■ Requirement 1: Copy out the passage on unfair credit relationships word for word.

■ Source:
The provisions also apply to completed agreements (ie, where there is no longer any sum which is or may become payable) and where a judgment has been made.
A court may make an order if the client applies either as a stand-alone application or as part of court proceedings relating to the credit agreement or a related agreement. If the client alleges that the credit relationship is unfair, the onus of proof is on the creditor to show that it is not unfair. It is not sufficient merely to assert that the relationship is unfair; facts supporting the allegation must be set out.
Note: the unfair relationships provisions may be especially useful for clients facing court proceedings for enforcement of a debt or repossession, or where the restrictions on the ombudsman’s jurisdiction mean that a client has no option but to resort to the unfair relationship provisions to challenge the creditor or defend the claim. However, they should be viewed as a remedy of last resort. If you are considering taking advantage of these provisions, get specialist advice.

■ Requirement 2: Please pull out the stretch of the records below from the line containing "Round 1: Spot the metal" through the end of the records, copying it word for word. Leave any pictures out of your answer.

■ Task inputs:
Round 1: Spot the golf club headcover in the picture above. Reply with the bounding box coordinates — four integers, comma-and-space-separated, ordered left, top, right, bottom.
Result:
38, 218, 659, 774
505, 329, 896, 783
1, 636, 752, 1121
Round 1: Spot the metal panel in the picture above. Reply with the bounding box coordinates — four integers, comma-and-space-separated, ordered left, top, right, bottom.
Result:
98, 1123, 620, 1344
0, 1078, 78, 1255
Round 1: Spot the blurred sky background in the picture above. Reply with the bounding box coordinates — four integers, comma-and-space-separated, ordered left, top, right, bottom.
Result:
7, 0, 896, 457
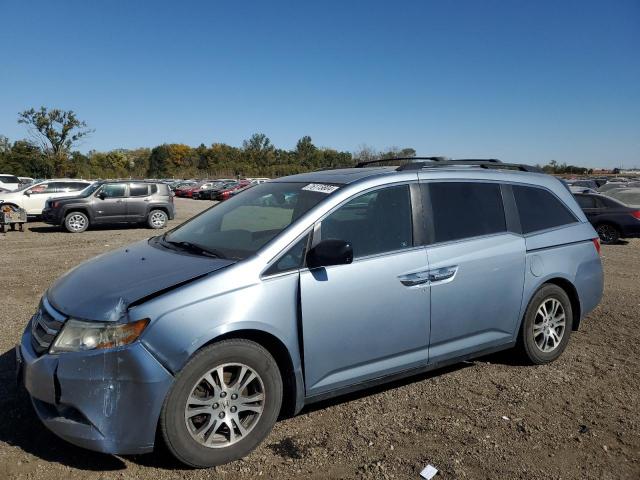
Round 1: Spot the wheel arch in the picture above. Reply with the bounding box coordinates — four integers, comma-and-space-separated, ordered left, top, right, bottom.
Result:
62, 205, 93, 223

■ Exercise response 1:
The provisions also apply to completed agreements (ie, where there is no longer any sum which is or may become payable) and where a judgment has been made.
A court may make an order if the client applies either as a stand-alone application or as part of court proceedings relating to the credit agreement or a related agreement. If the client alleges that the credit relationship is unfair, the onus of proof is on the creditor to show that it is not unfair. It is not sufficient merely to assert that the relationship is unfair; facts supporting the allegation must be set out.
Note: the unfair relationships provisions may be especially useful for clients facing court proceedings for enforcement of a debt or repossession, or where the restrictions on the ombudsman’s jurisdiction mean that a client has no option but to resort to the unfair relationship provisions to challenge the creditor or defend the claim. However, they should be viewed as a remedy of last resort. If you are considering taking advantage of these provisions, get specialist advice.

■ Exercise response 2:
Round 1: Spot the metal panel in the picture above. Reply with the bounding box coordinates — four integers, comma-and-space-separated, ordered left, top, right, bottom.
Result:
98, 1123, 620, 1344
0, 1078, 78, 1255
Round 1: Spot the blurred sky background in the picture above. Reply with the bounding box coordinates — four integers, comma-and-space-separated, ordered left, top, right, bottom.
Result:
7, 0, 896, 457
Round 1: Spot the wheel arch in the picture above. Reply with the bounding box coordinates — four integers, comma-and-space-separated, ordered left, top, right, bottom.
Result:
62, 205, 93, 223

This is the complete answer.